**** Seçilmiş Bölüm ****

Pazar, Aralık 22, 2024

info@arttmodernmiami.com

Herkes Sahnedeki Ajda’yı İstiyor

-

|

Harbiye Cemil Topuzlu Açık Hava Sahnesi’nde —  Uzun süre Güney Fransa’da kaldıktan sonra; evim Florida’ya dönmeden, kısa süreliğine İstanbul’a uğradım ve bir eski bir İstanbullu olarak az zamana çok şey sığdırdım, her zamanki gibi… Örneğin; 9 Ağustos’ta; Harbiye Cemil Topuzlu Açık Hava Sahnesi, Ajda Pekkan konserindeydim. İnanılmaz derecede güzeldi; ortam, ambiyans ve süper Star Ajda!  İstanbul’a seyahat eden herkese burada bir konser izlemelerini öneriyorum, çünkü gerçek İstanbul’un ruhu burada atıyor. Ajda Pekkan ve kısa adı Ajda ise sahnesi ile dünyadaki tüm değerli sanatçılarla kıyaslandığında, bambaşka bir değere sahip bence… Neden mi? diye sorduğunuzu işitiyor gibiyim ve konseri izlerken izlenimlerimi ArtTmodernMiami Gazete’de ki yeni yazımdaki konum bu olmalı diye düşündüm. Başlık belli “Herkes sahnede ki Ajda’yı istiyor!” Benim bu konuda yazılmış ve daha önce başka bir mecrada yayınlanmış bir yazım da mevcut. Ajda’nın bendeki ve sanatımda ki etkisini anlatan! Konser izlenimlerimle o yazıyı da ekleyeceğim “Kavramsal Sanat” ve Ajda psikolojisinin verdiği ilhamı sizinle de paylaşmak çok keyifli olacak. Yorumlarınızı bekliyorum J

İstanbul’un göbeğinde yer alan Harbiye Cemil Topuzlu Açık Hava Sahnesi o gün tıklım tıklım doluydu. Çok heyecanlıydık hepimiz, söylenecek şarkıları ezbere biliyorduk. Biletleri bir ay öncesinden henüz Cannes’da iken almıştık. Ajda konserine başlarken ve başladığında, tarafsız gözlerle ortamı inceledim. İnanın dünyanın birçok farklı yerinde, farklı sanatçıları izledim ve Ajda’nın Cemil Topuzlu’daki performansını kesinlikle ilk üçe koyardım. Başlı başına bir tarih olan Ajda, Benjamin Button’un yaşayan bir örneği öncelikle… Şarkılarını her devrin çocuklarına sevdiren bir ikondur. Benim sanatıma da ayrıca çok etkisi olan bir sanatçı, bir ilham kaynağı…

Nasıl mı? Buyurun anlatayım:

HERKES SAHNEKİ AJDA’YI İSTİYOR

Bugün size “Kavramsal Sanat” tan biraz bahsedeceğim. Ve ilhamın her yerden, hayatın her alanından gelebileceğine dem vuracağım.

****

▸ Görev 1
Ajda Pekkan konseri yazısından "İstanbul’un göbeğinde yer" sözleriyle başlayıp "gelebileceğine dem vuracağım." sözlerine kadar süren kısmı aynen yazın.
▸ Görev 2
Aşağıdaki ifadelerin Ajda Pekkan konseri yazısıyla uyuşup uyuşmadığını belirtin. Her biri için evet ya da hayır deyin ve kararı belirleyen sözleri metinden aynen alıntılayın.
(a) Konser 9 Ağustos'ta izlendi.
(b) Biletler konser günü satın alındı.
(c) Açık hava sahnesi o gün yarı boştu.
▸ Görev 3
Ajda Pekkan konseri yazısına göre aşağıdaki soruları cevaplayın.
(a) Yazar, İstanbul'a uğramadan önce uzun süre nerede kalmıştı?
(b) Yazar, Ajda'nın Cemil Topuzlu'daki performansını hangi sıralamaya koyardı?
(c) Yazar, evinin nerede olduğunu belirtiyor?

**** Verilen Öğeler ****

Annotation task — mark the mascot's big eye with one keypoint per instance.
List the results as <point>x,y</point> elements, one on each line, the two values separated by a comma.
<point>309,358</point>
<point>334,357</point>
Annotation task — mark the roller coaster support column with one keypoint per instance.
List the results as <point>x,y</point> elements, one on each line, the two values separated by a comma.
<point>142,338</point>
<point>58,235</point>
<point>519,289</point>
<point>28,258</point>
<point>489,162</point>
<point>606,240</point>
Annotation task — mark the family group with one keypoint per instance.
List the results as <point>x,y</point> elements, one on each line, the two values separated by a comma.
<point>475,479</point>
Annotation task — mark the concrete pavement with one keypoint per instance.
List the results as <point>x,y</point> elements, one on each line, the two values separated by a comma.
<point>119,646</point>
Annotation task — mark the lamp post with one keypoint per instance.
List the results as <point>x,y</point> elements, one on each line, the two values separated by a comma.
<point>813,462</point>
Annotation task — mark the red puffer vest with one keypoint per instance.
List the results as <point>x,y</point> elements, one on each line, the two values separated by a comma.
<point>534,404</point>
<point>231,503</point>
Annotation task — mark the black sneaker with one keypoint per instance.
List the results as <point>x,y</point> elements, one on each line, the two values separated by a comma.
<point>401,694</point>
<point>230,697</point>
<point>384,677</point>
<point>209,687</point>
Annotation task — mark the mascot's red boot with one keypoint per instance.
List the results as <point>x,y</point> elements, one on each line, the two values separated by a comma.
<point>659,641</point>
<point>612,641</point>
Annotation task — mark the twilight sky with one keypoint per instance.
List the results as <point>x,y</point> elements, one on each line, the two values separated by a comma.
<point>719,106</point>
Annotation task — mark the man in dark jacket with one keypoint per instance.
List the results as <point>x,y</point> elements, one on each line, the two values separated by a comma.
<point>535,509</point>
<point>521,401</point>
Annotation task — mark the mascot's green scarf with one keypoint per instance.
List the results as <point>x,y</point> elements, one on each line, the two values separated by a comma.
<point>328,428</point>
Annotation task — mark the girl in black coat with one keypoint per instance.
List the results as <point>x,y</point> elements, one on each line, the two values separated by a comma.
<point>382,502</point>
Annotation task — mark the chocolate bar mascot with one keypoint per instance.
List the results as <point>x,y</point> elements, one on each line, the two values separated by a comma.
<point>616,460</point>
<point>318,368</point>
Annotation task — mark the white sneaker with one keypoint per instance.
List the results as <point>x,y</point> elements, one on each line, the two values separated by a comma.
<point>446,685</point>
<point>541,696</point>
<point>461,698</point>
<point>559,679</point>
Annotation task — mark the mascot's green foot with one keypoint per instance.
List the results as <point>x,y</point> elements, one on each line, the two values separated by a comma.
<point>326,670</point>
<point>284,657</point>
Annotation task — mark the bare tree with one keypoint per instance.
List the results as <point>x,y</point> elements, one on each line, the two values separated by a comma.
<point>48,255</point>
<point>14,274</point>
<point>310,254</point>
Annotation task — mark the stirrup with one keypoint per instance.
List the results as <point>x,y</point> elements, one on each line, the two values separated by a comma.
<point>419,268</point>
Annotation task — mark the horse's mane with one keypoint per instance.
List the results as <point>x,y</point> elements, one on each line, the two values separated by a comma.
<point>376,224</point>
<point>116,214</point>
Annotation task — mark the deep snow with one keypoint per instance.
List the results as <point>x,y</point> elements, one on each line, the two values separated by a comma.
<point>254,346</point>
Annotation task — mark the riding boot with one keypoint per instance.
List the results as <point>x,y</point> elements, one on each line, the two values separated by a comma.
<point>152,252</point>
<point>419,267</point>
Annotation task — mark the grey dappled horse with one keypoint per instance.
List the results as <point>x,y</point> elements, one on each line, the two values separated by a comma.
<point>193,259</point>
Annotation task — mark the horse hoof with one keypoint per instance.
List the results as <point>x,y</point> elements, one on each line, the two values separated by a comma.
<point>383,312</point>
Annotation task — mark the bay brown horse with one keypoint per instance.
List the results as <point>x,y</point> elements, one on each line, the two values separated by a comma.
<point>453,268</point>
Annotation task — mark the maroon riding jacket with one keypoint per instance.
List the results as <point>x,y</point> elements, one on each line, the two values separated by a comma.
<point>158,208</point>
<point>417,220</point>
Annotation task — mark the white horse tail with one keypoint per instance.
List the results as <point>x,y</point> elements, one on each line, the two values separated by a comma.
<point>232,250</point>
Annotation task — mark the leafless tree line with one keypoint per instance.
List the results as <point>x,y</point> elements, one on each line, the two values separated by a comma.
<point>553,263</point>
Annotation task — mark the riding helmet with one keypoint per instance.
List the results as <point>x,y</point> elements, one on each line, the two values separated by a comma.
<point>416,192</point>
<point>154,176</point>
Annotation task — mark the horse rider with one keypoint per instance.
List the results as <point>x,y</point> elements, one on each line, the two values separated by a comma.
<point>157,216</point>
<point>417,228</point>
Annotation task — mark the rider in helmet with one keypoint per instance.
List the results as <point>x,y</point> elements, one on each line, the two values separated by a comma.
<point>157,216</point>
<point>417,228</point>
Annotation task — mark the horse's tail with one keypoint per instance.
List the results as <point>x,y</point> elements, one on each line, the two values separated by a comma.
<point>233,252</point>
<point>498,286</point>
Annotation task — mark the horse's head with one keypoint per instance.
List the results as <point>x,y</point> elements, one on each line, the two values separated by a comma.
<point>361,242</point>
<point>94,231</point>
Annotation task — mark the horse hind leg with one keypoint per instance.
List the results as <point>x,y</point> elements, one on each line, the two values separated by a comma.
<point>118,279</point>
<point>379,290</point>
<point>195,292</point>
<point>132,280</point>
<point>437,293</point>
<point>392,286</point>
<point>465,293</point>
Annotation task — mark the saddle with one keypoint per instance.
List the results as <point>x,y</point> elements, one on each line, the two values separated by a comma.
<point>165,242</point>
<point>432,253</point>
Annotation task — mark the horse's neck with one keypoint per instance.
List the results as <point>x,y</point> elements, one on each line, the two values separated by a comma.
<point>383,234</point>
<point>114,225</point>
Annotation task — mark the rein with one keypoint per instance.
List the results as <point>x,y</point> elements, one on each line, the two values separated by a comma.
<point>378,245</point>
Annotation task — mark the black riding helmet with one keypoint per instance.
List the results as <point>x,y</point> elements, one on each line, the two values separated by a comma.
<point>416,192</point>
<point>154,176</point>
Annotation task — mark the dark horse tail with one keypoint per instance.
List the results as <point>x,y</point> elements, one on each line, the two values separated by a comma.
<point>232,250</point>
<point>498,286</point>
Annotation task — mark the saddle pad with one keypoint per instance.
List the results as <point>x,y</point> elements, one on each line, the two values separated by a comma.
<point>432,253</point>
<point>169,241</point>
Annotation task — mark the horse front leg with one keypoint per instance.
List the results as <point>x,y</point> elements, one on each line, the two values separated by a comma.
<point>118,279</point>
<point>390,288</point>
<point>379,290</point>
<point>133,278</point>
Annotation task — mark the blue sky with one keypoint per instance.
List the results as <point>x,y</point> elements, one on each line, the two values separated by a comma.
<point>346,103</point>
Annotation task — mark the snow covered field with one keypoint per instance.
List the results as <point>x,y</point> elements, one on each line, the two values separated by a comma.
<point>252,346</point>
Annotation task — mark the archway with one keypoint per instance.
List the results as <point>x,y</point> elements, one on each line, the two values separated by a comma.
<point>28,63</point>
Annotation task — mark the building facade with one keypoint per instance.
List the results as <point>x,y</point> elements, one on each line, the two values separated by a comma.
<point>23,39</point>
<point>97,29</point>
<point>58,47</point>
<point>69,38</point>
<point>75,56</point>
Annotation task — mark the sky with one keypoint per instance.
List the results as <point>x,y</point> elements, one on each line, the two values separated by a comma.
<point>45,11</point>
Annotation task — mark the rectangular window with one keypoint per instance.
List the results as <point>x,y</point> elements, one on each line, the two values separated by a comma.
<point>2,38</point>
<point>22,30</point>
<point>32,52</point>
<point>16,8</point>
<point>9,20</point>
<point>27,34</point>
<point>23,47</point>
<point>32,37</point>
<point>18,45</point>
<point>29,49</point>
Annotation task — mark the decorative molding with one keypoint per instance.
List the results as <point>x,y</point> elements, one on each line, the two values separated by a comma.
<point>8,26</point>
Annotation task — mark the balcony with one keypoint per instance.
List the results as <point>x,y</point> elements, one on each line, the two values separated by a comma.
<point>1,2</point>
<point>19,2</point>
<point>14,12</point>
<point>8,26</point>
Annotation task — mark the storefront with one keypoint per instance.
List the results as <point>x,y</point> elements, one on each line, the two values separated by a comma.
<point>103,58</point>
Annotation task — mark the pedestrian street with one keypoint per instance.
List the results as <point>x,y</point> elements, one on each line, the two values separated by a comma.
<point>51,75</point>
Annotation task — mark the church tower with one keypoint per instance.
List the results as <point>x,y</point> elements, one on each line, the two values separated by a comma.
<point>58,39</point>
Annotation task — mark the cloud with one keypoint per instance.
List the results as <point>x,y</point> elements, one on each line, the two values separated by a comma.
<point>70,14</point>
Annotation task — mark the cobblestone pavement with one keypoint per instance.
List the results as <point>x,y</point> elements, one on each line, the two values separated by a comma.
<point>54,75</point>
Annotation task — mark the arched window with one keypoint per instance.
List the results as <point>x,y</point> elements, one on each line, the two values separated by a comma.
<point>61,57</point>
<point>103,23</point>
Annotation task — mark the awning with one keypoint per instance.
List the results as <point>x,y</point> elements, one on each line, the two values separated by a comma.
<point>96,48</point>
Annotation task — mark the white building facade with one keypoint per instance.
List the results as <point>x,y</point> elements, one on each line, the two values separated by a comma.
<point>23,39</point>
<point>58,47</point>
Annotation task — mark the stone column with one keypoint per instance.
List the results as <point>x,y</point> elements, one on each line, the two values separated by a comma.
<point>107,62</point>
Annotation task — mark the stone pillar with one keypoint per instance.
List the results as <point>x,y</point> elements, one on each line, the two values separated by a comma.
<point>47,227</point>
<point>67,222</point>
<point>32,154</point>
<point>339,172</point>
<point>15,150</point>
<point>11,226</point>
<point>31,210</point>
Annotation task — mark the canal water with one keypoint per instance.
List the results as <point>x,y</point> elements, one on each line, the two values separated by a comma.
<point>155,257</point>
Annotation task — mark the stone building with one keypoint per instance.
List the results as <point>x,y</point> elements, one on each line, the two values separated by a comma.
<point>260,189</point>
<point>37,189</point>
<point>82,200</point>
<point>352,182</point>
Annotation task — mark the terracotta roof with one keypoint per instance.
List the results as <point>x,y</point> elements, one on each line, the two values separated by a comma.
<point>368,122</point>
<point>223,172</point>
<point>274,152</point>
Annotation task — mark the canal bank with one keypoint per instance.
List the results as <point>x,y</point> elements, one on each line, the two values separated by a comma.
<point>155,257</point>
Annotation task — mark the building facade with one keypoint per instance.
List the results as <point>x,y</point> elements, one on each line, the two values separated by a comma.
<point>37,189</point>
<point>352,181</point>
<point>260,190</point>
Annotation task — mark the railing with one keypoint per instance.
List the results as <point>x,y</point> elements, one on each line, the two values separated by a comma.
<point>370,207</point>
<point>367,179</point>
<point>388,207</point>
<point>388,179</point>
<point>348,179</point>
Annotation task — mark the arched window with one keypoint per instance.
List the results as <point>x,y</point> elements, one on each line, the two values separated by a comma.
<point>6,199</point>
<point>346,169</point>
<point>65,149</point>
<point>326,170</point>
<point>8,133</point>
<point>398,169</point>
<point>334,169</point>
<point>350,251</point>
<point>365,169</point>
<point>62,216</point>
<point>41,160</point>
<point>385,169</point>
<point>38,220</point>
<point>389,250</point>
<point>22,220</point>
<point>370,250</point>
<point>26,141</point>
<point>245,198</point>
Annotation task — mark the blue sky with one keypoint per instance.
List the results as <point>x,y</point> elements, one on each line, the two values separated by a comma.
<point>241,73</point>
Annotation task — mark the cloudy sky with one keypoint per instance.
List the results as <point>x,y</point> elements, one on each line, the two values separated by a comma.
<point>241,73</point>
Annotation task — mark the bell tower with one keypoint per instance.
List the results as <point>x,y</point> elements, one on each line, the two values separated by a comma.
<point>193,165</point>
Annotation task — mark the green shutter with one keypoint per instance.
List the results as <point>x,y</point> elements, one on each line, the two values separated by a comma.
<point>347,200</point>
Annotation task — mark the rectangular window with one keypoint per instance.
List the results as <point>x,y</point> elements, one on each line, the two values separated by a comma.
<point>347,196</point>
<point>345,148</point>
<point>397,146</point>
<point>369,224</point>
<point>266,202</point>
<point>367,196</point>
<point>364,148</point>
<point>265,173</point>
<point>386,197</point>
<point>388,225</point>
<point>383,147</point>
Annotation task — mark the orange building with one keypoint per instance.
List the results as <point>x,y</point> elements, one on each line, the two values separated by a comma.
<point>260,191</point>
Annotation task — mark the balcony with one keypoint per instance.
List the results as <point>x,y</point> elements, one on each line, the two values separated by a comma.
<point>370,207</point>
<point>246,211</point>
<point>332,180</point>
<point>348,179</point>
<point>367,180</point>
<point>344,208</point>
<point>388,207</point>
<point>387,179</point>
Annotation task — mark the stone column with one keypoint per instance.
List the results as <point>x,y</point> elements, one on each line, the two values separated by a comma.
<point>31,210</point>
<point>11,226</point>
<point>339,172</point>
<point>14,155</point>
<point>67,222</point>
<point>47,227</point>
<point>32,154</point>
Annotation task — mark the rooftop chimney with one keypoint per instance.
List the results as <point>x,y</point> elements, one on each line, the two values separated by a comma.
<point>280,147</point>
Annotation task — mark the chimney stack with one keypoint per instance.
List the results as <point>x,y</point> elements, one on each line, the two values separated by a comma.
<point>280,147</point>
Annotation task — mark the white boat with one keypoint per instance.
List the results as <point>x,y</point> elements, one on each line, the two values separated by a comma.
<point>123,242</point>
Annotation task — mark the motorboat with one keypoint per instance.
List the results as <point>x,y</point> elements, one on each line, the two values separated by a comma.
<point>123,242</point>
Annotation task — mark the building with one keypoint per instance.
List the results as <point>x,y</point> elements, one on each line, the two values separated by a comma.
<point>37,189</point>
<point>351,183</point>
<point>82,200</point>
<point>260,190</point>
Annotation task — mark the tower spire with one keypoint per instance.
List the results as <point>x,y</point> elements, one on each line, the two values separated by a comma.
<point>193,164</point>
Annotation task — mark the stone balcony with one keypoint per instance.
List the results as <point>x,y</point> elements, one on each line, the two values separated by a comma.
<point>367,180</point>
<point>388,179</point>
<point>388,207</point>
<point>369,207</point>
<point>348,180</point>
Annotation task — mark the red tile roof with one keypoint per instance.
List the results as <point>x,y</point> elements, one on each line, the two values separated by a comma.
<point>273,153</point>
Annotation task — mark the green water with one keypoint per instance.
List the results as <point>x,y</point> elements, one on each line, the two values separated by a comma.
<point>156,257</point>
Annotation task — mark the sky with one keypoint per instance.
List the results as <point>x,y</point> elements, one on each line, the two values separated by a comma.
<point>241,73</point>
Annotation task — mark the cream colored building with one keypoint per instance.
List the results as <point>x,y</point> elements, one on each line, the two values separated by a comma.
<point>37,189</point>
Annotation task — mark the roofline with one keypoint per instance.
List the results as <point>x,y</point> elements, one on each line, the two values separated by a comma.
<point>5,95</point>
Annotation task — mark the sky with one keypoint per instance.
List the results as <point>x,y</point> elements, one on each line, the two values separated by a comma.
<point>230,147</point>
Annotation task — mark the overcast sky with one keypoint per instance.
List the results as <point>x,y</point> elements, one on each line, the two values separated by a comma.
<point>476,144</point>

****

▸ Cevap Anahtarı 1
İstanbul’un göbeğinde yer alan Harbiye Cemil Topuzlu Açık Hava Sahnesi o gün tıklım tıklım doluydu. Çok heyecanlıydık hepimiz, söylenecek şarkıları ezbere biliyorduk. Biletleri bir ay öncesinden henüz Cannes’da iken almıştık. Ajda konserine başlarken ve başladığında, tarafsız gözlerle ortamı inceledim. İnanın dünyanın birçok farklı yerinde, farklı sanatçıları izledim ve Ajda’nın Cemil Topuzlu’daki performansını kesinlikle ilk üçe koyardım. Başlı başına bir tarih olan Ajda, Benjamin Button’un yaşayan bir örneği öncelikle… Şarkılarını her devrin çocuklarına sevdiren bir ikondur. Benim sanatıma da ayrıca çok etkisi olan bir sanatçı, bir ilham kaynağı…

Nasıl mı? Buyurun anlatayım:

HERKES SAHNEKİ AJDA’YI İSTİYOR

Bugün size “Kavramsal Sanat” tan biraz bahsedeceğim. Ve ilhamın her yerden, hayatın her alanından gelebileceğine dem vuracağım.

▸ Cevap Anahtarı 2
(a) Evet: "9 Ağustos’ta; Harbiye Cemil Topuzlu Açık Hava Sahnesi, Ajda Pekkan konserindeydim"
(b) Hayır: "Biletleri bir ay öncesinden henüz Cannes’da iken almıştık."
(c) Hayır: "o gün tıklım tıklım doluydu"

▸ Cevap Anahtarı 3
(a) Güney Fransa'da.
(b) İlk üçe.
(c) Florida'da.